**Задание**
Продолжите текст о колхозных конфликтах, начав сразу после его последнего предложения.

**Текст для чтения**
● ● ●

Прокурор не отреагировал на сигнал Максимова, зато отреаги­ровали Ермаковы. Максимова немедленно исключили из колхоза. Невзирая на неудачу, он остался в деревне, продолжая досаждать колхозному руководству. Он тайно «собрал актив колхоза около реки в лесочке». Он расследовал проникновение председателя ук­радкой, среди ночи, на колхозный склад. В этом последнем слу­чае Ермаков, догадавшись, что за ним шпионят, взял ружье и вы­стрелил в Максимова. «Что теперь мне делать, — в отчаянии писал тот, — они стали мне угрожать убийством и поджогом моего дома»57.

В Калининской области одного селькора выжили из колхоза руководители, которых он критиковал, и вся тяжесть их гнева об­рушилась на его 65-летнюю мать. Она написала в «Крестьянскую газету», рассказав историю своего преследования:

«Мой сын, Румянцев Иван, в течение долгого времени являет­ся селькором разных советских редакций. Посредством чего он разоблачал, невзирая на лица, все чуждое, что мешает развитию социалистического строительства. Но этому настал конец.

Я и мой сын в 1930 г. вступили во вновь организуемый колхоз "Победа", в котором честно работали до 1936 г. Как сына, равно и меня за последнее время правленцы изнуряли. На основе чего сын был вынужден подать заявление об отпуске его в город Ле­нинград на жительство, несмотря что я остаюсь одинокая. После отъезда сына меня, 65-летнюю женщину, правление колхоза вы­чистило с колхоза (те же люди, которых мой сын разоблачил). В то же время, т.е. в конце 1936 г., сельсовет начислил мне госпла­тежей 912 рублей, что противоречило всем советским законам. Срок уплаты дали в течение 24 часов. По истечении указанного


времени сельсовет произвел тщательный обыск в моем доме, взло­мали в амбаре замки и отобрали имущество вплоть до тельного белья...»58

«Вредный и беспринципный фракционный дух» царил, по за­ключению следователя НКВД, в мае 1936 г. в колхозе «Ленин­ские дни» Западной области. История конфликта в «Ленинских днях» восходила к периоду коллективизации, возможно, к антаго­низму между тремя маленькими деревушками, объединенными в один колхоз. Он обострился в 1935 г., когда предводитель одной фракции Денис Дольниченков стал председателем. Семеро крес­тьян, занимавшие административные посты в колхозе, были его сторонниками и, очевидно, его креатурами, поддерживали его и двое рядовых колхозников. Оппозиционная фракция возглавля­лась Петром Журавлевым, колхозным ревизором, о котором гово­рилось, что он инвалид, и состояла из 11 рядовых колхозников, включая трех братьев Журавлева. Остальные колхозники, кажет­ся, всего 80 человек, сохраняли нейтралитет.

● ● ●

**Записи**

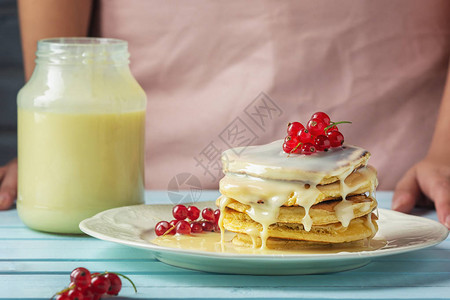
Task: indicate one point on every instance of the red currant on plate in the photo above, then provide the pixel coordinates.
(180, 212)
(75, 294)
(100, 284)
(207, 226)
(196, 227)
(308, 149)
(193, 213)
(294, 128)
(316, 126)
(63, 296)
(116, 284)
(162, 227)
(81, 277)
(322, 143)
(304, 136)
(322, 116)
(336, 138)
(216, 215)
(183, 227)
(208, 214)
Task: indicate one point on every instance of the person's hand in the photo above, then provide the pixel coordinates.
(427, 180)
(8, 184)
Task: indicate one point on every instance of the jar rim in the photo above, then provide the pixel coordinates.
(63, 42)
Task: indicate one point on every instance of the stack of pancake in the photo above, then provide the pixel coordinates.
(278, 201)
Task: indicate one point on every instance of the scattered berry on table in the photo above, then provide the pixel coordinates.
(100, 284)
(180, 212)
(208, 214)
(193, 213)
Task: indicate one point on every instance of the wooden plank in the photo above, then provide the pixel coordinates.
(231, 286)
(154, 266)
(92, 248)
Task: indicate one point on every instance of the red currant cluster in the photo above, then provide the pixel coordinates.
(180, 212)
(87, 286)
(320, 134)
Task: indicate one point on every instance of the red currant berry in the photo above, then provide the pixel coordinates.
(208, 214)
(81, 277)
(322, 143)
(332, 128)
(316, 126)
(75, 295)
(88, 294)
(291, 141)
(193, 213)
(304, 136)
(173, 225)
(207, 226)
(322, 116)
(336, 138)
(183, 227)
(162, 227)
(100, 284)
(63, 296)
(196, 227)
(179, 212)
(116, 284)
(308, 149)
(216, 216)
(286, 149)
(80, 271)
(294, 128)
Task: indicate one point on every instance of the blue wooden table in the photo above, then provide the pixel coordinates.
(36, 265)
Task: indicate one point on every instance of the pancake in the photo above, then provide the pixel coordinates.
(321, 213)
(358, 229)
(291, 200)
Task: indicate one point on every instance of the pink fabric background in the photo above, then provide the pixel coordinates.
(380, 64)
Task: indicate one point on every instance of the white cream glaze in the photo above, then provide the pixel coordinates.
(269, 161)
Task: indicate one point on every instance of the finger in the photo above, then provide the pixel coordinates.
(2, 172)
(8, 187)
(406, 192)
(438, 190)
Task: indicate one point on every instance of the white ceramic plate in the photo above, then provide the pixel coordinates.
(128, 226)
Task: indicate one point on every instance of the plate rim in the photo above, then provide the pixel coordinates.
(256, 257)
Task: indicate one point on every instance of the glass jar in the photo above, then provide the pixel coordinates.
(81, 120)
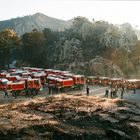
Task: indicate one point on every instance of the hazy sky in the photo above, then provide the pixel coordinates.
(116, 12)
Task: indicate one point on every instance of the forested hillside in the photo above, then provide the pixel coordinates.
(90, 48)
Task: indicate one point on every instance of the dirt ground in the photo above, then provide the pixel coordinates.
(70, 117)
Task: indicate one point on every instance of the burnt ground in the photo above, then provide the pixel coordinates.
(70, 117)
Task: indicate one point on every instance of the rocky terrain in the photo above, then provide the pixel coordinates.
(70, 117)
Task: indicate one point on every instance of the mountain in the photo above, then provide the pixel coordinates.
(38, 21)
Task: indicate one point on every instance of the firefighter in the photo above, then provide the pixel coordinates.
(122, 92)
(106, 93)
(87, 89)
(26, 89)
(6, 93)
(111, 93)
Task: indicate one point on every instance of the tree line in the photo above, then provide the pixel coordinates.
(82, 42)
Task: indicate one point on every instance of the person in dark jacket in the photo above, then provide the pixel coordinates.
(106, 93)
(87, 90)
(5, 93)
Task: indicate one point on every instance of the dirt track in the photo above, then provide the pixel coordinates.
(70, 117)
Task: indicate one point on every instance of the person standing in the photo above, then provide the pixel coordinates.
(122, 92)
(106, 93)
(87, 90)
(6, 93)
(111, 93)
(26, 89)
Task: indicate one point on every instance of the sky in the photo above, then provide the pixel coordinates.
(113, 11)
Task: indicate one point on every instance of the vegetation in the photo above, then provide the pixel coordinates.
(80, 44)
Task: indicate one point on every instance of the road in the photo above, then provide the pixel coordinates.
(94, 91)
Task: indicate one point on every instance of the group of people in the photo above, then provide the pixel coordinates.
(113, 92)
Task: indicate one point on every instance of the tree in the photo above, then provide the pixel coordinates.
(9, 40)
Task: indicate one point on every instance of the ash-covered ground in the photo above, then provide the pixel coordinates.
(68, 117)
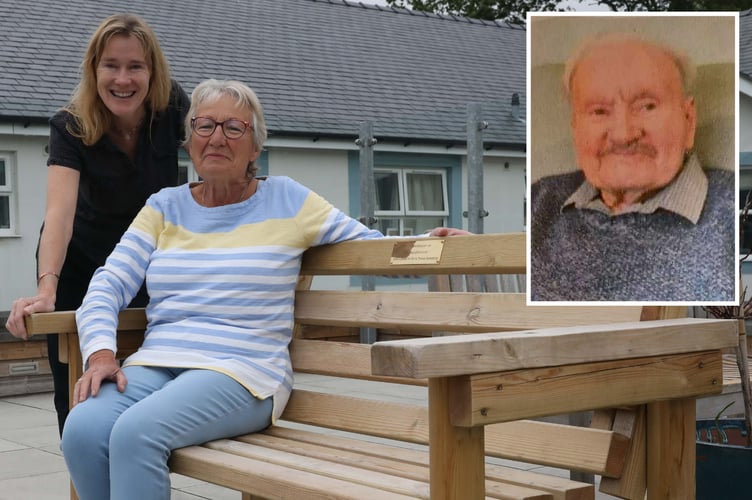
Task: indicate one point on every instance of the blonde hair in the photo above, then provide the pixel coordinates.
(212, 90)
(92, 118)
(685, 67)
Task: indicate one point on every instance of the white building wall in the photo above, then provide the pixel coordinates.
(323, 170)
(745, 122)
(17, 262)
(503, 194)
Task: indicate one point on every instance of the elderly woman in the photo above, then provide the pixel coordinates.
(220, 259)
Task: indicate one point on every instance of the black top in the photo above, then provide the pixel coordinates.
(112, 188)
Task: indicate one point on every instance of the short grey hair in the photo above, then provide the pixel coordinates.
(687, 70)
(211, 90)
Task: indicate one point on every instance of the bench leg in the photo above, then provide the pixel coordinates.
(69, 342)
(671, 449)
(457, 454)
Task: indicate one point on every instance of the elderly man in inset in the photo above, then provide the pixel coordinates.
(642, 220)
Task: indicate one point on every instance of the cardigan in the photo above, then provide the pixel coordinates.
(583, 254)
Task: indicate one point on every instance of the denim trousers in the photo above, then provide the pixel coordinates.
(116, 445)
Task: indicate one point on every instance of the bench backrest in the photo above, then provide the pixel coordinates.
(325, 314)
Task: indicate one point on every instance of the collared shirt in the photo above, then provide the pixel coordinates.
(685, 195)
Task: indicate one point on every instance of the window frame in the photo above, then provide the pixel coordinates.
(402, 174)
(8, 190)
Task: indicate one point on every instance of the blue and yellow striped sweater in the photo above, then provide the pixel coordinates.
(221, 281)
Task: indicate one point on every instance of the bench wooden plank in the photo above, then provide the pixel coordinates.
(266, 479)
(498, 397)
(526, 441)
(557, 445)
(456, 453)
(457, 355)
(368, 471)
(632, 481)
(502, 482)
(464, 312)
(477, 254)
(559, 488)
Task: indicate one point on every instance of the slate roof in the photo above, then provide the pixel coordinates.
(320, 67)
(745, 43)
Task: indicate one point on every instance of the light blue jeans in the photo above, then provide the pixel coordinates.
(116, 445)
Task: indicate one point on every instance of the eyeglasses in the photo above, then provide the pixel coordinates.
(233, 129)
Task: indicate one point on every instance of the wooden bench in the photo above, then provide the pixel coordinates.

● ● ●

**Результат выполнения**
В августе 1935 г. Петр Журавлев, воспользовавшись своей должностью ревизора, сообщил в райсовет, что в поле осталось несжатым много хлеба. Было проведено расследование, повлек­шее за собой увольнение бригадира Михаила Харитоненкова, при­надлежавшего к фракции Дольниченкова.

Дольниченковская группировка восприняла это как крупную провокацию и нанесла ответный удар. В результате ее интриг бра­тья Журавлева Николай и Егор в августе 1935 г. были отданы под суд за хулиганство, осуждены и посажены в тюрьму. Через 2 дня после вынесения приговора люди Дольниченкова инсцени­ровали покушение на Харитоненкова и попытались свалить вину на Петра Журавлева, цитируя злобные угрозы, высказанные им вечером после осуждения братьев.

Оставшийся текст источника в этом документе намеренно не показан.